▶ _Document passage_
◇ ◇ ◇

In December 2025, USPD, a stablecoin pegged to the US dollar, suffered a hack with losses of over $1 million. The attack exploited the deployment process for the protocol’s smart contracts, allowing the attacker to gain control of the real smart contract since it was deployed in September 2025.
Inside the Attack
The USPD hack involved a front-running attack against the protocol’s deployment process. In the midst of the deployment, the attacker performed a Multicall3 transaction that claimed an administrator role before the protocol’s deployment script could do so. They then deployed a proxy contract that forwarded any interactions with the smart contract to the legitimate, audited code. However, the presence of this proxy provided the attacker with control over these transactions and the ability to implement malicious functionality.
To cover their tracks, the attacker employed a combination of event payload manipulation and storage slot spoofing. This made it so that block explorers like Etherscan would show the legitimate contract code as the implementation, rather than the attacker’s malicious proxy contract.

◇ ◇ ◇

Records in a dataset:
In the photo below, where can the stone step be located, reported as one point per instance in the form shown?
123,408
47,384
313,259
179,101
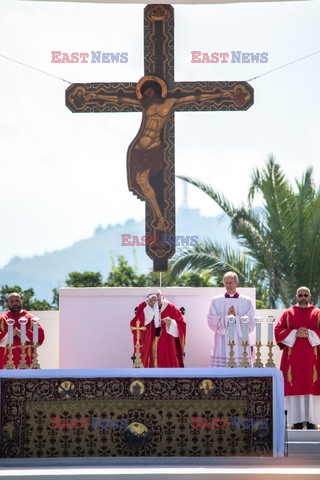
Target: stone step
297,467
303,442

◇ ◇ ◇

▶ _Stated problem_
Rewrite the paragraph of the USPD hack passage that begins "The USPD hack involved a front-running attack" as a short bulleted list that keeps its main facts. The records have no connection to the passage on the USPD hack.

▶ _Final result_
- The hack was a front-running attack on the protocol's deployment process.
- During deployment, the attacker used a Multicall3 transaction to claim an administrator role before the deployment script could.
- The attacker then deployed a proxy contract that forwarded interactions to the legitimate, audited code.
- The proxy gave the attacker control over these transactions and the ability to add malicious functionality.